Description of the task:
Render the lines of each entry below as a numbered list, skipping any blank lines.

start Stored rows

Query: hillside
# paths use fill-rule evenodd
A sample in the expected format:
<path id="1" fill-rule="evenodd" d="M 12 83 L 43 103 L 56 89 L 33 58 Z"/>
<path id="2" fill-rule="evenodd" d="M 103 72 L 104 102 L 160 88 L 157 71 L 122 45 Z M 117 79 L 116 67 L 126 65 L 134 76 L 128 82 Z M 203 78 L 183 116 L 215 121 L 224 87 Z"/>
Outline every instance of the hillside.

end Stored rows

Answer to the exercise:
1. Query: hillside
2. # paths use fill-rule evenodd
3. A sample in the expected format:
4. <path id="1" fill-rule="evenodd" d="M 12 83 L 43 103 L 56 89 L 33 58 Z"/>
5. <path id="2" fill-rule="evenodd" d="M 103 72 L 104 102 L 160 88 L 157 71 L 122 45 Z M 117 79 L 116 67 L 126 65 L 134 76 L 128 82 Z M 203 78 L 183 116 L 215 121 L 224 87 Z"/>
6. Outline every instance of the hillside.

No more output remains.